§ **What the task requires**
Copy every line of the listing below, changing nothing.

(Dataset excerpt)
===============

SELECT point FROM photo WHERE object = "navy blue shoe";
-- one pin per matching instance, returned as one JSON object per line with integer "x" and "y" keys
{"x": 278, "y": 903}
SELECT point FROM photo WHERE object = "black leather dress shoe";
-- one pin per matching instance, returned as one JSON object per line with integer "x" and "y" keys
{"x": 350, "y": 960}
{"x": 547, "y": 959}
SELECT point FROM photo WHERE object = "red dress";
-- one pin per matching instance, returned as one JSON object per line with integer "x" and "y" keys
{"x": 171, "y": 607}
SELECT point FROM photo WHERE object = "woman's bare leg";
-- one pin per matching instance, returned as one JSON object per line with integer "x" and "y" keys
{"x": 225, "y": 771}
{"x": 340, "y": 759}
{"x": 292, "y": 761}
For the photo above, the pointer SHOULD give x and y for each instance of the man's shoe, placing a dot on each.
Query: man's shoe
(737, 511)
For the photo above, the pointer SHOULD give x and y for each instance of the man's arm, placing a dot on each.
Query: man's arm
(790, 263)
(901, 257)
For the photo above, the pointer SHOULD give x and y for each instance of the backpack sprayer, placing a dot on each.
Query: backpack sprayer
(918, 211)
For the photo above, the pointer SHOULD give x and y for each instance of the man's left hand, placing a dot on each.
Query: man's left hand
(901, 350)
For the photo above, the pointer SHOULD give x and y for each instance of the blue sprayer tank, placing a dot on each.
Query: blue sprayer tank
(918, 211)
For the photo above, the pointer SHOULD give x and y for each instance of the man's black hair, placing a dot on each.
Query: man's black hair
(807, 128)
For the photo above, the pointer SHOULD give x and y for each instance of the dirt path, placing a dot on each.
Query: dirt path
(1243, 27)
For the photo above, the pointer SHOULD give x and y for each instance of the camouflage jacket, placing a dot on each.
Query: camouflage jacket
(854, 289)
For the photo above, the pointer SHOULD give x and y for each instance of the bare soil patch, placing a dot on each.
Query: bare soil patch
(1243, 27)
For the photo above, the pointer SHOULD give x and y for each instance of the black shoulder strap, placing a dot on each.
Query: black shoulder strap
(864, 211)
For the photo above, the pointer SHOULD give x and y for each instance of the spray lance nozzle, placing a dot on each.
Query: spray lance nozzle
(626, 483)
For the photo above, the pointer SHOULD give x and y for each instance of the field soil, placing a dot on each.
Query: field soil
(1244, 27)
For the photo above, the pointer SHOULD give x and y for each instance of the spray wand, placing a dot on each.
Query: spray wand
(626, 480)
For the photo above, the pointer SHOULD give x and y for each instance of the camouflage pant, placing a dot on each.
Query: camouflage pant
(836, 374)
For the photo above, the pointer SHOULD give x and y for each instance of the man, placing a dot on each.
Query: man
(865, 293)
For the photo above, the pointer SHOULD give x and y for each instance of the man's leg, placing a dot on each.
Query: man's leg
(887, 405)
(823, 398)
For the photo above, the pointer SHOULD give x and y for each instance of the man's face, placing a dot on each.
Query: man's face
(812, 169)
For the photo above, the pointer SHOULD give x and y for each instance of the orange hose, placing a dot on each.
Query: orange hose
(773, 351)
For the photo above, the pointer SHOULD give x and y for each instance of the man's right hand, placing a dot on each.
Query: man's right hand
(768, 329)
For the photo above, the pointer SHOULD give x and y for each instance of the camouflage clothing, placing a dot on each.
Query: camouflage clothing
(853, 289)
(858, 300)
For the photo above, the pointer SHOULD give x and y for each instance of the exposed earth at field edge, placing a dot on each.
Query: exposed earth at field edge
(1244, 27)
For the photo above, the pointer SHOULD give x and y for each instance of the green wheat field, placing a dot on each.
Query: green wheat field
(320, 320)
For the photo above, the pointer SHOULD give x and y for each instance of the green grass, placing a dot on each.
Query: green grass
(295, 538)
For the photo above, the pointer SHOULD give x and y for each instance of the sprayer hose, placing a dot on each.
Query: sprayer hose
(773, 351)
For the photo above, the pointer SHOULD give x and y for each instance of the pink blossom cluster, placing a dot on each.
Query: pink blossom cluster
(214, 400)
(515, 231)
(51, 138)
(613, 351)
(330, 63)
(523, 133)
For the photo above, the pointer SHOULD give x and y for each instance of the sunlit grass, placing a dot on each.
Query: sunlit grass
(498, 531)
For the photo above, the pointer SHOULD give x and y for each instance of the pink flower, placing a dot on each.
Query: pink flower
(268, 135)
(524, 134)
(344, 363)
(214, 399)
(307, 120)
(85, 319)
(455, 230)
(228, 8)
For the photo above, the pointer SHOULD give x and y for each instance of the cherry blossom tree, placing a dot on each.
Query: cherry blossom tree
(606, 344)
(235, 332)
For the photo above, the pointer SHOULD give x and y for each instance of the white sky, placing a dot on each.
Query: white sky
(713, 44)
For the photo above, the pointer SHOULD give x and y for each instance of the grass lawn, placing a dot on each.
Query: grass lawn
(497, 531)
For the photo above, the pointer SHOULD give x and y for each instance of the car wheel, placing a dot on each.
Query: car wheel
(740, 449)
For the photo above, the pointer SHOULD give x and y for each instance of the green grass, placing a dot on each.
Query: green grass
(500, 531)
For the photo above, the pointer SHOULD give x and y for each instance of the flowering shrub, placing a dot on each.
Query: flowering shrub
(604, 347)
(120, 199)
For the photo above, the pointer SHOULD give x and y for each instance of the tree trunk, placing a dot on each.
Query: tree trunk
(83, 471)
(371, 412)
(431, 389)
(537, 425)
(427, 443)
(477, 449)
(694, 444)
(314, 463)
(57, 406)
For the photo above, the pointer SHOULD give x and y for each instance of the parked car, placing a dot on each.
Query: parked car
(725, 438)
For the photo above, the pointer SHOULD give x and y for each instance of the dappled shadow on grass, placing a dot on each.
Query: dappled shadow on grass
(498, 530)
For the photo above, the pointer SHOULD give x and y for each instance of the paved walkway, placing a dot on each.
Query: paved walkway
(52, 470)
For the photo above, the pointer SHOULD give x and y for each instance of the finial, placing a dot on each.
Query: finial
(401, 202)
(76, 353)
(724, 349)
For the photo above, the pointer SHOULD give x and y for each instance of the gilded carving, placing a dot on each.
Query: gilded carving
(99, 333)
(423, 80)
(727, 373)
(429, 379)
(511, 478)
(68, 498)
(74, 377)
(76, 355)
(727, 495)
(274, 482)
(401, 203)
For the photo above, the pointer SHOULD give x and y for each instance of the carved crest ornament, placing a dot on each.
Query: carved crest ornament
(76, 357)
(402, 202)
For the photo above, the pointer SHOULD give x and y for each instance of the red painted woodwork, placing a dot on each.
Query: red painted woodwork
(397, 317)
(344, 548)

===============

§ **Result**
SELECT point FROM photo WHERE object = "navy blue shoe";
-- one pin per matching instance, returned as one JSON object per line with integer "x" and "y" keys
{"x": 278, "y": 903}
SELECT point FROM photo WHERE object = "black leather dress shoe";
-- one pin per matching instance, returned as one JSON object per line with integer "x" and "y" keys
{"x": 350, "y": 960}
{"x": 547, "y": 959}
SELECT point FROM photo WHERE object = "red dress";
-- one pin per matching instance, returned as one JSON object per line with integer "x" and "y" keys
{"x": 171, "y": 607}
SELECT point FROM photo WHERE object = "woman's bare leg";
-- one pin per matching instance, returned as one JSON object per line with integer "x" and "y" keys
{"x": 225, "y": 771}
{"x": 340, "y": 759}
{"x": 292, "y": 761}
For the photo above, the pointer SHOULD give x and y for each instance of the man's shoe, placing a dot on each.
Query: man's shoe
(737, 511)
For the photo above, the pointer SHOULD give x and y for each instance of the man's arm, placing a dot on each.
Query: man's arm
(790, 263)
(901, 257)
For the photo above, the pointer SHOULD give x and y for each instance of the backpack sprayer, placing a dot on each.
Query: backpack sprayer
(918, 211)
For the photo above, the pointer SHOULD give x and y for each instance of the man's left hand, placing a dot on each.
Query: man's left hand
(901, 350)
For the photo above, the pointer SHOULD give x and y for each instance of the blue sprayer tank, placing a dot on each.
Query: blue sprayer tank
(918, 211)
For the photo above, the pointer SHOULD give x and y for each instance of the man's black hair, placing a dot on each.
Query: man's black hair
(807, 128)
For the photo above, the pointer SHOULD give x and y for each instance of the dirt path, placing a dot on each.
Query: dirt path
(1243, 27)
For the photo above, the pointer SHOULD give x and y for each instance of the camouflage jacket, placing a dot on each.
Query: camouflage jacket
(854, 289)
For the photo above, the pointer SHOULD give x and y for each instance of the bare soil patch, placing a dot on each.
Query: bare soil patch
(1243, 27)
For the photo above, the pointer SHOULD give x and y for each instance of the black shoulder strap, placing a dot on each.
Query: black shoulder strap
(864, 211)
For the photo above, the pointer SHOULD give x and y for each instance of the spray lance nozzle, placing a dot on each.
Query: spray lance nozzle
(626, 483)
For the photo above, the pointer SHOULD give x and y for each instance of the field soil, placing a dot on each.
Query: field soil
(1244, 27)
For the photo above, the pointer SHOULD give x and y for each instance of the spray wand, placing a dot on each.
Query: spray wand
(626, 480)
For the photo above, the pointer SHOULD give x and y for each instance of the camouflage pant, placing a dot on each.
Query: camouflage pant
(836, 374)
For the photo above, the pointer SHOULD give x and y for each instance of the man, placing a dot on each.
Query: man
(865, 293)
For the photo above, the pointer SHOULD give x and y for each instance of the man's leg, placing a dot on each.
Query: man's leg
(887, 405)
(823, 398)
For the photo above, the pointer SHOULD give x and y for each instance of the man's face, placing a dot on each.
Query: man's face
(812, 169)
For the photo above, the pointer SHOULD give x and y for each instance of the orange hose, placing a dot on each.
Query: orange hose
(773, 351)
For the photo above, the pointer SHOULD give x and y for each instance of the man's right hand, placing a dot on each.
Query: man's right hand
(768, 329)
For the photo above, the pointer SHOULD give x and y for each instance of the camouflage clothing, placing a dot on each.
Query: camouflage clothing
(853, 289)
(858, 300)
For the photo above, the pointer SHOULD give x and y for each instance of the exposed earth at field edge, placing a dot on each.
Query: exposed earth at field edge
(1244, 27)
For the photo above, the pointer SHOULD give x and y for each instance of the green wheat field, placing a dot on each.
Query: green wheat field
(320, 320)
For the photo above, the pointer SHOULD give x and y for each instance of the green grass, placing a dot on each.
Query: green grass
(295, 538)
For the photo above, the pointer SHOULD give x and y for each instance of the sprayer hose, placing a dot on each.
Query: sprayer hose
(773, 351)
For the photo above, the pointer SHOULD give x and y for each instance of the pink blossom cluster, placing a dot on each.
Query: pink blossom cluster
(214, 400)
(515, 231)
(51, 138)
(613, 351)
(330, 63)
(523, 133)
For the photo above, the pointer SHOULD give x and y for each instance of the sunlit grass, placing a dot on each.
Query: sunlit grass
(498, 531)
For the photo above, the pointer SHOULD give x and y for each instance of the pink flower, placing a dot on each.
Query: pink flower
(268, 135)
(524, 134)
(344, 363)
(214, 399)
(307, 120)
(85, 319)
(455, 230)
(228, 8)
For the photo above, the pointer SHOULD give x and y for each instance of the cherry blossom tree, placing a dot on each.
Query: cherry blossom tree
(606, 344)
(235, 332)
For the photo above, the pointer SHOULD give x and y for each instance of the white sky, placing a dot on each.
Query: white sky
(713, 44)
For the photo above, the pointer SHOULD give x and y for each instance of the grass lawn, placing a dot on each.
Query: grass lawn
(497, 531)
For the photo above, the pointer SHOULD give x and y for each instance of the car wheel, placing a dot on each.
Query: car wheel
(740, 449)
For the photo above, the pointer SHOULD give x and y for each instance of the green grass, placing a dot on each.
Query: green grass
(500, 531)
For the photo above, the pointer SHOULD give x and y for each instance of the flowering shrub, placing a dot on each.
Query: flowering shrub
(604, 347)
(120, 199)
For the photo above, the pointer SHOULD give x and y for each instance of the tree trunk, placing a dot on each.
Query: tree trunk
(83, 471)
(371, 412)
(431, 389)
(537, 425)
(427, 443)
(477, 449)
(694, 444)
(314, 463)
(57, 406)
For the photo above, the pointer SHOULD give x and y for each instance of the parked car, placing a dot on each.
Query: parked car
(725, 438)
For the photo above, the pointer SHOULD give x and y for each instance of the dappled shadow on grass, placing a dot on each.
Query: dappled shadow on grass
(498, 530)
For the photo above, the pointer SHOULD give x and y for each instance of the paved walkway, placing a dot on each.
Query: paved walkway
(52, 470)
For the photo above, the pointer SHOULD give x and y for each instance of the finial, placing a dot on each.
Query: finial
(401, 202)
(76, 353)
(724, 349)
For the photo above, the pointer SHOULD give x and y for each instance of the gilded carving, placing a dot on each.
Query: gilded carving
(99, 333)
(423, 80)
(727, 373)
(429, 379)
(511, 478)
(68, 498)
(74, 377)
(76, 355)
(727, 495)
(274, 482)
(401, 203)
For the photo above, the pointer SHOULD give x and y for each instance of the carved crest ornament, placing a dot on each.
Query: carved crest ornament
(76, 357)
(402, 202)
For the photo above, the pointer SHOULD give x and y for each instance of the red painted woodwork, placing a dot on each.
Query: red painted woodwork
(397, 317)
(344, 548)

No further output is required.